Kutipan Sumber |

--- --- ---

Jakarta (ANTARA) - Transisi energi berkelanjutan menjadi salah satu dari tiga isu utama yang diangkat Indonesia dalam menjalankan perannya sebagai Presiden G20 tahun ini.
Untuk mendukung komitmen menuju transisi energi berkelanjutan, Indonesia menggunakan kendaraan listrik (electric vehicles/EV) selama rangkaian Konferensi Tingkat Tinggi (KTT) G20 di Nusa Dua, Bali, pada 15-16 November 2022.
Total kendaraan listrik yang akan digunakan dalam perhelatan akbar tersebut mencapai 1.452 unit untuk seluruh delegasi, dengan rincian sebanyak 962 mobil listrik, 454 motor listrik, dan sisanya sebanyak 36 bus listrik.
Menurut Menteri Sekretaris Negara Pratikno, selain sejalan dengan misi transisi energi, penggunaan kendaraan listrik dalam puncak acara Presidensi G20 Indonesia juga bertujuan untuk mengurangi emisi karbon.
Bukti keseriusan pemerintah dalam pengurangan emisi salah satunya adalah arahan Presiden Joko Widodo yang menetapkan penggunaan kendaraan listrik menjadi kendaraan dinas instansi pemerintah pusat dan daerah, melalui Inpres Nomor 7 Tahun 2022.
Melalui inpres itu, Presiden memerintahkan setiap menteri hingga kepala daerah agar menyusun dan menetapkan regulasi untuk mendukung percepatan pelaksanaan penggunaan kendaraan listrik.
Kepala Negara juga menginstruksikan penyusunan alokasi anggaran untuk mendukung program tersebut.
Berbicara dalam Bloomberg CEO Forum menjelang KTT G20 di Bali pada 11 November lalu, Menteri Koordinator bidang Kemaritiman dan Investasi Luhut Binsar Pandjaitan mengatakan bahwa pengadaan kendaraan pemerintah tahun depan harus terdiri atas kendaraan listrik sehingga dapat mendorong minat masyarakat untuk membeli dan menggunakannya.
Untuk semakin mempromosikan kendaraan listrik kepada masyarakat Indonesia, pemerintah berencana memberikan subsidi pembelian mobil dan sepeda motor listrik pada 2023.
Hingga saat ini skema pemberian subsidi masih terus dibahas, termasuk pertimbangan pemerintah untuk menyiapkan subsidi sebesar Rp7,5 juta untuk setiap pembelian mobil listrik, agar harganya bisa bersaing dengan mobil berbahan bakar minyak.

--- --- ---

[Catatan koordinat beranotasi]
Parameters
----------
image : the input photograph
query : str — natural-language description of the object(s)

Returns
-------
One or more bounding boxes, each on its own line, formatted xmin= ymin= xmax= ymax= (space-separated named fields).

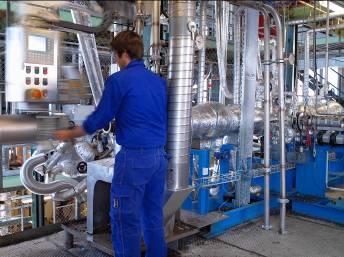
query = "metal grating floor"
xmin=0 ymin=215 xmax=344 ymax=257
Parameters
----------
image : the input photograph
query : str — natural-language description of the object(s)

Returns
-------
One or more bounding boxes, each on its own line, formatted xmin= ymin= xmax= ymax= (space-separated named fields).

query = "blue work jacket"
xmin=82 ymin=60 xmax=167 ymax=148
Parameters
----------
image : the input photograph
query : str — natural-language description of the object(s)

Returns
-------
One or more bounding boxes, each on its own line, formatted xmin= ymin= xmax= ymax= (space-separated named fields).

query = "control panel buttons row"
xmin=25 ymin=77 xmax=48 ymax=86
xmin=25 ymin=66 xmax=48 ymax=75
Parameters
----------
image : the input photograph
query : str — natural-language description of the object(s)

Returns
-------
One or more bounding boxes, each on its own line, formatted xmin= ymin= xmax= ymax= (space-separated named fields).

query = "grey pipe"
xmin=197 ymin=1 xmax=208 ymax=104
xmin=263 ymin=4 xmax=289 ymax=234
xmin=215 ymin=1 xmax=232 ymax=103
xmin=286 ymin=13 xmax=344 ymax=25
xmin=302 ymin=32 xmax=310 ymax=101
xmin=47 ymin=1 xmax=117 ymax=34
xmin=151 ymin=1 xmax=160 ymax=73
xmin=303 ymin=24 xmax=344 ymax=115
xmin=233 ymin=6 xmax=246 ymax=104
xmin=167 ymin=1 xmax=196 ymax=191
xmin=261 ymin=9 xmax=271 ymax=230
xmin=326 ymin=1 xmax=330 ymax=95
xmin=20 ymin=153 xmax=78 ymax=195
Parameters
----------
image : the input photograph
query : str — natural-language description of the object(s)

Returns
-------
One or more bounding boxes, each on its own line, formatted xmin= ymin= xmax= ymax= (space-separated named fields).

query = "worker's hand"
xmin=54 ymin=127 xmax=86 ymax=140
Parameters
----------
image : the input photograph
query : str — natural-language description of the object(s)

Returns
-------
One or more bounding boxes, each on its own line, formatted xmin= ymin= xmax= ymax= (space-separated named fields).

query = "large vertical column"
xmin=302 ymin=32 xmax=310 ymax=104
xmin=167 ymin=1 xmax=196 ymax=191
xmin=262 ymin=9 xmax=271 ymax=230
xmin=234 ymin=8 xmax=259 ymax=206
xmin=264 ymin=4 xmax=289 ymax=234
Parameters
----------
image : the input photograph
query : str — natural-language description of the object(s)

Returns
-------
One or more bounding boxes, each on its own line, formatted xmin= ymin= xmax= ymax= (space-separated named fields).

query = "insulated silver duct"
xmin=0 ymin=115 xmax=69 ymax=144
xmin=167 ymin=1 xmax=196 ymax=191
xmin=192 ymin=102 xmax=264 ymax=139
xmin=20 ymin=153 xmax=78 ymax=195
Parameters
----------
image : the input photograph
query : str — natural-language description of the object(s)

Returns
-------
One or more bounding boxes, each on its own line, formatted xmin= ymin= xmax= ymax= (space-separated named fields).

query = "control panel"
xmin=6 ymin=26 xmax=60 ymax=103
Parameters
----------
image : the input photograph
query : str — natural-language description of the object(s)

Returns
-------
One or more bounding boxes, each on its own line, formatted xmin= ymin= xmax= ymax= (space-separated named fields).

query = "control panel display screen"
xmin=28 ymin=35 xmax=47 ymax=52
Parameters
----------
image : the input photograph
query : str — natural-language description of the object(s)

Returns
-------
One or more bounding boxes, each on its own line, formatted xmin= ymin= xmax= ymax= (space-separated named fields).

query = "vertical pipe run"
xmin=263 ymin=4 xmax=289 ymax=234
xmin=324 ymin=1 xmax=330 ymax=96
xmin=167 ymin=0 xmax=196 ymax=191
xmin=197 ymin=1 xmax=208 ymax=104
xmin=302 ymin=31 xmax=310 ymax=105
xmin=233 ymin=6 xmax=245 ymax=104
xmin=261 ymin=9 xmax=271 ymax=230
xmin=135 ymin=0 xmax=144 ymax=36
xmin=151 ymin=1 xmax=160 ymax=73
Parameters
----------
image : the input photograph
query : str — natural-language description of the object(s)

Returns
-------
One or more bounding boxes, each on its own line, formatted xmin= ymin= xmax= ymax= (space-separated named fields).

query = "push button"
xmin=25 ymin=66 xmax=31 ymax=73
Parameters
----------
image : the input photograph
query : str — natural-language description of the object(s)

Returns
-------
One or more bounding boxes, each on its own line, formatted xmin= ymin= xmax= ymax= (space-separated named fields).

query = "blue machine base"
xmin=202 ymin=198 xmax=279 ymax=239
xmin=292 ymin=199 xmax=344 ymax=224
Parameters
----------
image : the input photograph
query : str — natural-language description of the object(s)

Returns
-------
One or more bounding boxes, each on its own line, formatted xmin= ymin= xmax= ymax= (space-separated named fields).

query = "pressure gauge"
xmin=195 ymin=35 xmax=203 ymax=50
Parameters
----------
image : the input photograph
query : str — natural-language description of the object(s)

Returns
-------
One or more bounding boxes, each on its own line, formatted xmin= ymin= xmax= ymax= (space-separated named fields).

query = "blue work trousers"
xmin=110 ymin=147 xmax=167 ymax=257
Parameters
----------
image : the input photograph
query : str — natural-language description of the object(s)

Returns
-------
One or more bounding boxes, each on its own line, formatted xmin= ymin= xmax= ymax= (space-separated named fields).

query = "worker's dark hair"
xmin=111 ymin=31 xmax=144 ymax=60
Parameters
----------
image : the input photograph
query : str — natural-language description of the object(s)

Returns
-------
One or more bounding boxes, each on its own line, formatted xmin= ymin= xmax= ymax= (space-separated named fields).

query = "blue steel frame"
xmin=182 ymin=144 xmax=294 ymax=238
xmin=292 ymin=145 xmax=344 ymax=224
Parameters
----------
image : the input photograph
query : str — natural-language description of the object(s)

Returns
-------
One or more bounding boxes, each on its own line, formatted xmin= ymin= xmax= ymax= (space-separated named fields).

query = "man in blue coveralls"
xmin=55 ymin=31 xmax=167 ymax=257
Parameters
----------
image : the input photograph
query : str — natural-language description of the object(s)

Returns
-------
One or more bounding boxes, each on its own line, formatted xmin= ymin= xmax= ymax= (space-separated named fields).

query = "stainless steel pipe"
xmin=151 ymin=1 xmax=160 ymax=73
xmin=197 ymin=1 xmax=208 ymax=104
xmin=191 ymin=102 xmax=264 ymax=139
xmin=263 ymin=4 xmax=289 ymax=234
xmin=54 ymin=178 xmax=87 ymax=201
xmin=0 ymin=115 xmax=69 ymax=144
xmin=135 ymin=0 xmax=144 ymax=36
xmin=166 ymin=1 xmax=196 ymax=191
xmin=261 ymin=9 xmax=271 ymax=230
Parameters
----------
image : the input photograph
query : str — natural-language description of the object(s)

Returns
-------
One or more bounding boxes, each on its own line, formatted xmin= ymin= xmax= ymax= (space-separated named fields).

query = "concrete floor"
xmin=0 ymin=215 xmax=344 ymax=257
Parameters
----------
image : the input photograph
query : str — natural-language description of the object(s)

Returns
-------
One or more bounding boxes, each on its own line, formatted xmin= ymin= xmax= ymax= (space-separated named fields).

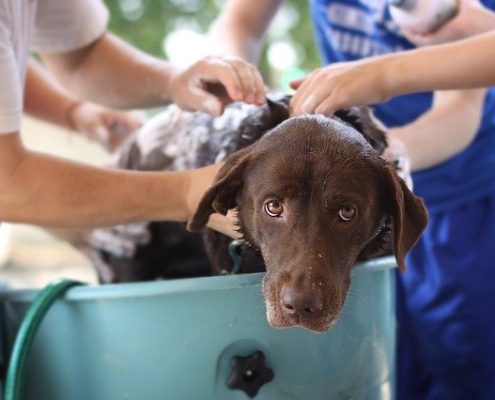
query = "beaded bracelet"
xmin=64 ymin=101 xmax=84 ymax=131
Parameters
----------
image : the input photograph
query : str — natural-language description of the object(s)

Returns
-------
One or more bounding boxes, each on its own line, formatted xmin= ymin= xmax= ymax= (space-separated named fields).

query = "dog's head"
xmin=189 ymin=111 xmax=427 ymax=332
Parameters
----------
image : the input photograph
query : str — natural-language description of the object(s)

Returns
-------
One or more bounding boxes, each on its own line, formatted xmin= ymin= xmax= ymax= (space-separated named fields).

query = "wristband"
xmin=64 ymin=101 xmax=84 ymax=131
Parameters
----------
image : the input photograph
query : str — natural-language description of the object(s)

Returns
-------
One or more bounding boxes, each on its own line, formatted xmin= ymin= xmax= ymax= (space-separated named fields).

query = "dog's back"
xmin=91 ymin=96 xmax=398 ymax=282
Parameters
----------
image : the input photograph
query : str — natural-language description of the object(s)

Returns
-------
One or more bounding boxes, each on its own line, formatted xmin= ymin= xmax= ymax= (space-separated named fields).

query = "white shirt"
xmin=0 ymin=0 xmax=108 ymax=134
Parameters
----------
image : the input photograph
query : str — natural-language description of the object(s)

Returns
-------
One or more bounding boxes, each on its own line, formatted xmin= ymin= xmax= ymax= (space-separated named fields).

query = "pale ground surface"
xmin=0 ymin=118 xmax=109 ymax=288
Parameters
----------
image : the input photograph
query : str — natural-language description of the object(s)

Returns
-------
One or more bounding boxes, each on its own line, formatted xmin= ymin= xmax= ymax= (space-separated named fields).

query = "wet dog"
xmin=88 ymin=98 xmax=427 ymax=332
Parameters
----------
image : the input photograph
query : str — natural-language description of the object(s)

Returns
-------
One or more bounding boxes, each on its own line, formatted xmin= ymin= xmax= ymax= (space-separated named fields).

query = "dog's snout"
xmin=281 ymin=288 xmax=323 ymax=317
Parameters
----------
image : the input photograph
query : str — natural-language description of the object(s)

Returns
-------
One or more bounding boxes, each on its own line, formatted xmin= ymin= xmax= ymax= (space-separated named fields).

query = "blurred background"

--- --- ---

Tujuan Tugas 1 | Berapa unit bus listrik yang digunakan selama KTT G20 di Nusa Dua menurut teks tentang kendaraan listrik pada KTT G20?
Tujuan Tugas 2 | Lanjutkan teks tentang kendaraan listrik pada KTT G20, mulai setelah kalimat terakhirnya.

Jawaban 1 | Sebanyak 36 bus listrik.

Jawaban 2 |
“Tidak ada yang akan membeli mobil listrik kalau harganya lebih mahal daripada mobil berbahan bakar,” ujar Luhut.
Selain subsidi, pemerintah juga sedang membahas rencana pemotongan pajak bagi pengguna kendaraan listrik dan insentif impor bagi industri kendaraan listrik yang membangun pabriknya di Indonesia.
Berbagai rencana kebijakan tersebut masih akan terus dimatangkan dan ditargetkan rampung akhir tahun ini.
Menurut Direktur Program Eksekutif Wilayah Asia Pasifik Toyota Mobility Foundation Pras Ganesh, diperlukan tiga faktor pendukung untuk pengembangan kendaraan listrik yaitu pertama, mempercepat pemanfaatan energi terbarukan; kedua, mendorong produksi dan manufaktur lokal dengan memanfaatkan potensi energi terbarukan di dalam negeri; serta ketiga menarik minat konsumen dengan harga yang kompetitif dan subsidi.
Ketika berbicara mengenai Indonesia, disebutkan salah satu tantangannya adalah pasar dengan jenis kendaraan yang beragam serta biaya energi terbarukan yang lebih tinggi.
Di Indonesia, mobil kecil atau segmen B mencakup sekitar 50 persen dari pasar dan kendaraan komersial atau kendaraan niaga ringan mencakup 20 persen dari pasar sehingga sekitar 70 persen pasar sudah termasuk kategori yang berbeda dari kendaraan listrik.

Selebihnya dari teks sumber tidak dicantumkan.